> **What is being asked**: The answer must consist of every record below, reproduced exactly.

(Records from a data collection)

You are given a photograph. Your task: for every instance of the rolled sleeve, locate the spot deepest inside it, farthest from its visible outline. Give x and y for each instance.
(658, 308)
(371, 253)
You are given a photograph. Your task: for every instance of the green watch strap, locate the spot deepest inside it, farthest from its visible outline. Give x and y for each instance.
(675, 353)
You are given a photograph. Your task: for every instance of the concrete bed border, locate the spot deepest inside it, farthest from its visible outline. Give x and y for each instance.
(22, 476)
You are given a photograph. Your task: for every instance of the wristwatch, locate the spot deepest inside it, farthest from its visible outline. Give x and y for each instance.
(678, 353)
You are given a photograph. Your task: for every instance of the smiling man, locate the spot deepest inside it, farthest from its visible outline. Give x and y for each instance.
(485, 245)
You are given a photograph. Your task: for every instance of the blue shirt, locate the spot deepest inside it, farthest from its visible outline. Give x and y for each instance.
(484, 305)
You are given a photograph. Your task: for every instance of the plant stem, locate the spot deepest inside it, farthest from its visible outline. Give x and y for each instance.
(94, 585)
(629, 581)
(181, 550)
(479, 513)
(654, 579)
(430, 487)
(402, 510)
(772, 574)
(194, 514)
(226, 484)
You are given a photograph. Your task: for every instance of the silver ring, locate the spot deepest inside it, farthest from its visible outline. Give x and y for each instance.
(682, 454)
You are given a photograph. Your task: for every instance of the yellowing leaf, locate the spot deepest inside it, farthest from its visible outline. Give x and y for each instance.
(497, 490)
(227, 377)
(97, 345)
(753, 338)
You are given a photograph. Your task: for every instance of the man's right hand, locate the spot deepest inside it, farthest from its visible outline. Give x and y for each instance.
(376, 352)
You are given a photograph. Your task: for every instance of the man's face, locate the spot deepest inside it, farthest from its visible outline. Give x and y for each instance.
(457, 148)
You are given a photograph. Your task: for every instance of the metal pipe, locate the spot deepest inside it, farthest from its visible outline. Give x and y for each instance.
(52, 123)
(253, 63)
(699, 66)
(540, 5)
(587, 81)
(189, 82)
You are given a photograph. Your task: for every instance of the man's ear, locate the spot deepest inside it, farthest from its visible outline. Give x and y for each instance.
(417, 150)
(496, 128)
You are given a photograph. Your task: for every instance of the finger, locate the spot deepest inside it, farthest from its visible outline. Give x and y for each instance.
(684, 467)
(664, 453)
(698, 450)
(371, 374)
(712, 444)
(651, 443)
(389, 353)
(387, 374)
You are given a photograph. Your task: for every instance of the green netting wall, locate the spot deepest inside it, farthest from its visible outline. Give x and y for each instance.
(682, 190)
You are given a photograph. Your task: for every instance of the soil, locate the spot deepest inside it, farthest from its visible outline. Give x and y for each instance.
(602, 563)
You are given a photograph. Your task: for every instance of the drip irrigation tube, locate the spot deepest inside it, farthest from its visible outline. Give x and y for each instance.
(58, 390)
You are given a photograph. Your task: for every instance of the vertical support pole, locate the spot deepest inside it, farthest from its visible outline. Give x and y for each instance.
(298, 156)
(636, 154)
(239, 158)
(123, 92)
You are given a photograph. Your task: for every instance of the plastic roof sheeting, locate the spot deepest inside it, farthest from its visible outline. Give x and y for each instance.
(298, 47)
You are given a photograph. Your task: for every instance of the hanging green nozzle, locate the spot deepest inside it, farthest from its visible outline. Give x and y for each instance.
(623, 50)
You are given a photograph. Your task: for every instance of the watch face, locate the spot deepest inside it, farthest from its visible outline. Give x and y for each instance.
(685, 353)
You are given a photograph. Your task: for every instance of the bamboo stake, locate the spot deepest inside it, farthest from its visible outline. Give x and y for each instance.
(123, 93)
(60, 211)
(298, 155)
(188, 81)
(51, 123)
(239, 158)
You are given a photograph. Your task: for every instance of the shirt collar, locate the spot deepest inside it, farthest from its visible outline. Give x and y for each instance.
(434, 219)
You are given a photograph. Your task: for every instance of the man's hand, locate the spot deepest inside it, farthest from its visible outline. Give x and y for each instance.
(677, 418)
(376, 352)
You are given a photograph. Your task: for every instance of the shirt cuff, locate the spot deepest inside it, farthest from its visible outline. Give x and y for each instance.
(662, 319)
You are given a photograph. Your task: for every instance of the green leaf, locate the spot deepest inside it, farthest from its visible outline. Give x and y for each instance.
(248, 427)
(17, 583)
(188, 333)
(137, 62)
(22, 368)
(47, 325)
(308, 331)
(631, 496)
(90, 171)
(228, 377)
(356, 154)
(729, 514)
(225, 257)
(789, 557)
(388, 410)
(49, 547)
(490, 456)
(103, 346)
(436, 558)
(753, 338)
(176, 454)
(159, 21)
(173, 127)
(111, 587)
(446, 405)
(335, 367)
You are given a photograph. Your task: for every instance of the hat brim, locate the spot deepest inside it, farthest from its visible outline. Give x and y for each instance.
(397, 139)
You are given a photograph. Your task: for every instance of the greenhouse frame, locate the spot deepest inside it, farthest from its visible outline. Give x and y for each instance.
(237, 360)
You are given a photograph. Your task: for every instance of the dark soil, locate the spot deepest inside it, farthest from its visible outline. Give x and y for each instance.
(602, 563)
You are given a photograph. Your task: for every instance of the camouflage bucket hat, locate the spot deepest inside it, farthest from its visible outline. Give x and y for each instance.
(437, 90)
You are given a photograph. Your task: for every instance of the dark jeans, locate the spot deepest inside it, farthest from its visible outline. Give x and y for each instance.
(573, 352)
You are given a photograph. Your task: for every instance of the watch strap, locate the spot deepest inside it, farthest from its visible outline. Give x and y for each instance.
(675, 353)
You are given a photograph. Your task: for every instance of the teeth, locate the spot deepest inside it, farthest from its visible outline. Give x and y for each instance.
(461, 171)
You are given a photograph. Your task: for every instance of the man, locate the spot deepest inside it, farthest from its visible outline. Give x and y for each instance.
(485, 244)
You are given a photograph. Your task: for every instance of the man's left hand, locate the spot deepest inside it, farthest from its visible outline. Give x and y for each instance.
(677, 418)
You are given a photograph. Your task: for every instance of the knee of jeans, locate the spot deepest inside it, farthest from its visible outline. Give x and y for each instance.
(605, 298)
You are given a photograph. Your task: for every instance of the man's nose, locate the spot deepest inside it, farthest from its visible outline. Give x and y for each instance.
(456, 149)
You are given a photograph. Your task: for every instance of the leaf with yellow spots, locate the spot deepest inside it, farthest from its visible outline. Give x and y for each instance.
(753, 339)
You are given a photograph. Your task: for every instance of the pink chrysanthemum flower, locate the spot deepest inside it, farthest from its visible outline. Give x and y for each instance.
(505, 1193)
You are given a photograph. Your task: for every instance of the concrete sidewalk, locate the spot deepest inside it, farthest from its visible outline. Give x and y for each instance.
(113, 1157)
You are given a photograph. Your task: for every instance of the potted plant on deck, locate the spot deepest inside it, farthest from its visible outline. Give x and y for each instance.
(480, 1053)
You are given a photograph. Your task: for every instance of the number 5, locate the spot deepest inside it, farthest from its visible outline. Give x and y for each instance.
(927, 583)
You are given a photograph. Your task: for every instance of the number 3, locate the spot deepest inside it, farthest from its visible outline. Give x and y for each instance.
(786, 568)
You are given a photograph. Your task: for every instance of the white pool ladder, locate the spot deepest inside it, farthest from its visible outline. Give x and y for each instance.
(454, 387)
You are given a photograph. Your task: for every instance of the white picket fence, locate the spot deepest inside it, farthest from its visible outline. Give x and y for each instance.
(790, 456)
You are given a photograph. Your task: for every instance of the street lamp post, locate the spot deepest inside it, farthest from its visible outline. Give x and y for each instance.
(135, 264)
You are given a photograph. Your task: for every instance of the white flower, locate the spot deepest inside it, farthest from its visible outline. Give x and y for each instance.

> **Written response**:
You are given a photograph. Your task: for every instance of the rolled sleeve, locate the spot deepest inside it, farthest from its visible outline. Give x and y for each instance.
(658, 308)
(371, 253)
You are given a photograph. Your task: for every instance of the green watch strap, locate the spot deepest inside it, farthest from its visible outline. Give x and y for each instance.
(675, 353)
You are given a photograph. Your task: for every instance of the concrete bed border, locate the spot deepest inside it, farthest from its visible outline. Give x and y for each instance.
(22, 476)
You are given a photograph. Your task: for every instance of the wristwatch, locate the spot deepest inside it, farthest from its visible outline. Give x and y for each instance.
(678, 353)
You are given a photograph. Your task: for every instance of the smiling man, locate the spot deepest inside it, farthest from its visible outline. Give x and y for each instance.
(485, 245)
You are given a photograph. Your task: for every instance of the blue shirt, locate the spot deepest inside it, farthest from its visible outline. Give x and y for each instance.
(484, 305)
You are given a photograph. Your task: for every instance of the plant stem, locate the spot deepest inside it, farthest from its visible outline. Give x and y for each instance.
(94, 585)
(629, 581)
(181, 550)
(479, 513)
(654, 579)
(430, 487)
(402, 510)
(772, 574)
(194, 514)
(226, 484)
You are given a photograph. Your task: for every instance of the silver ring, locate the spot deepest inside it, farthest from its visible outline. Give x and y for each instance.
(682, 454)
You are given a photograph. Your task: for every instance of the yellowing leaf, locate the spot deepest inside it, farthest from its visible outline. Give x and y for each instance.
(497, 490)
(227, 377)
(97, 345)
(753, 338)
You are given a photograph. Your task: for every instance of the man's right hand, locate the spot deepest inside it, farthest from its visible outline. Give x and y for each instance.
(376, 352)
You are given a photograph. Your task: for every instance of the man's face, locate the spot deepest inside it, farthest from its visible outline. Give x and y for each instance.
(457, 148)
You are given a photograph. Your task: for every instance of the metal pipe, locate the spot deepest inside it, farthest from its visible outline. Give x and y for each instance.
(52, 123)
(253, 63)
(699, 66)
(540, 5)
(587, 81)
(189, 82)
You are given a photograph. Your task: for every instance of the man's ear, locate the spot deepest inside it, farthest from its visible outline. Give x and y for each instance.
(417, 150)
(496, 128)
You are given a photograph. Your task: for every instance of the finger, locate the spot deepest inside it, farthest from its visible outline. Give x and y for each instance.
(684, 467)
(664, 453)
(698, 450)
(371, 374)
(712, 444)
(651, 443)
(389, 353)
(387, 374)
You are given a photograph. Your task: for every instance of the green netting wall, locate the spot deepest inside it, farthest from its visible outline. Give x and y for each instance.
(682, 190)
You are given a photograph. Your task: for every instance of the soil, locate the spot deepest inside it, farthest from its visible outline. Give x and y for each instance.
(602, 563)
You are given a photograph. Your task: for every instance of the drip irrigation tube, locate the spot deepest inside it, farthest from its visible outline. Give x and y for each instance.
(58, 390)
You are given a photograph. Your task: for every instance of the vertical support pole, locate the spot deepest inside it, farthest from its visible outline. Give x and y for each instance.
(298, 156)
(636, 154)
(239, 158)
(123, 92)
You are given a photograph. Your task: for every instance of the plastic roof sheeting, locate the spot deepest inside it, farthest from its visible outline. Give x and y for each instance.
(298, 47)
You are given a photograph. Your task: for every instance of the hanging green nozzle, locate the spot deepest inside it, farthest from its visible outline. Give x and y for each instance.
(623, 50)
You are given a photograph. Your task: for every instance of the watch face, locate the spot deepest inside it, farthest from its visible outline. Give x and y for each instance.
(685, 353)
You are given a photograph. Your task: for every instance of the bamboo stake, locate the spot deepest inside it, farthest from its visible outline. Give x and y for each instance.
(123, 93)
(60, 211)
(298, 155)
(188, 81)
(51, 123)
(239, 158)
You are given a photograph. Your task: for every instance of the shirt collar, locate the spot deepest inside it, farthest from its visible outline. Give x and y for each instance.
(434, 219)
You are given a photograph. Your task: for every instance of the man's hand, locate the spot deepest inside it, farthest from its visible outline. Give x and y for each instance.
(677, 418)
(376, 352)
You are given a photograph. Your task: for every instance of the shirt cuff, locate the spot deepest inside it, farthest from its visible outline. Give x and y for each instance.
(662, 319)
You are given a photograph. Your task: for every instance of the green leaf, locate the spot deepest inside it, farthest from its visible outline. Give x and y for each instance.
(248, 427)
(17, 583)
(188, 333)
(137, 62)
(22, 368)
(47, 325)
(308, 331)
(631, 496)
(90, 171)
(228, 377)
(356, 154)
(729, 514)
(225, 257)
(789, 557)
(388, 410)
(49, 547)
(490, 456)
(103, 346)
(436, 558)
(753, 338)
(176, 454)
(159, 21)
(173, 127)
(111, 587)
(446, 405)
(335, 367)
You are given a photograph. Your task: for every instance of the hat brim, locate the spot deepest inside it, farthest from its visible outline. Give x and y for each instance.
(397, 139)
You are given a photograph. Your task: for every instance of the greenhouse frame, locate the spot deepest inside it, farthest from its visible outline. Give x and y for each instance.
(237, 360)
You are given a photograph. Your task: for every instance of the dark soil, locate the spot deepest inside it, farthest from its visible outline. Give x and y for each instance.
(602, 563)
You are given a photograph. Your task: for every instance of the camouflage bucket hat, locate the spot deepest inside it, farthest from its visible outline. Give x and y for each instance.
(437, 90)
You are given a photograph. Your task: for every instance of the dark jeans, locate the spot deepest inside it, farthest from its visible outline. Give x and y for each instance.
(573, 352)
You are given a photograph. Your task: for every instance of the watch strap, locate the spot deepest inside it, farthest from its visible outline. Give x and y for each instance.
(675, 353)
You are given a photograph. Your task: for every instance of the teeth, locate the spot deepest inside it, farthest from its visible outline. Give x and y for each instance.
(461, 171)
You are given a photograph. Your task: for every instance of the man, locate the spot deepest inside it, farthest from its visible outline. Give x and y for each instance.
(485, 244)
You are given a photograph. Your task: for every instance of the man's left hand, locate the spot deepest inside it, farthest from its visible outline. Give x and y for each instance.
(677, 418)
You are given a photograph. Your task: for every instance of the knee of jeans, locate the spot deepest inside it, farthest from its visible outline. Give x and y for each instance.
(605, 298)
You are given a photograph. Your task: for every instance of the man's nose, locate the spot deepest inside it, farthest from its visible outline. Give x and y for each instance.
(456, 149)
You are given a photograph. Your task: for every instance of the leaf with yellow spots, locate the spot deepest inside it, farthest from its visible outline. Give x and y for each instance.
(753, 339)
You are given a photograph. Your task: for every instance of the pink chrysanthemum flower, locate the spot deepest inside it, farthest from its visible outline. Give x and y for each instance.
(505, 1193)
You are given a photograph. Your task: for every instance of the concrete sidewalk, locate the spot deepest inside it, farthest from its visible outline. Give x and y for each instance.
(113, 1157)
You are given a photograph. Your task: for every instance of the potted plant on deck, locate the spot deepest inside it, farthest from its visible outline. Give x and y for each instance.
(480, 1053)
You are given a photograph. Your task: for every instance of the number 5, locate the spot deepest inside it, farthest from its visible outline. Give x and y for each instance.
(927, 583)
You are given a photograph. Your task: for every instance of the number 3, locate the spot deepest inside it, farthest from its visible outline. Give x and y for each instance.
(786, 568)
You are given a photograph. Your task: for every instance of the white pool ladder, locate the spot deepest inside it, farthest from its visible outline. Give x and y for each instance.
(454, 387)
You are given a photograph. Your task: for every instance of the white picket fence, locate the spot deepest inside it, farthest from its visible outline. Give x and y for each instance.
(790, 456)
You are given a photograph. Your task: for every instance of the street lamp post, locate the spot deepest inside it, farthest from its visible outline. Give x and y for each instance.
(135, 264)
You are given a photograph. Your task: for every instance of the white flower, locate the spot deepest inside it, farthest from its visible outline. Give x and y for each instance.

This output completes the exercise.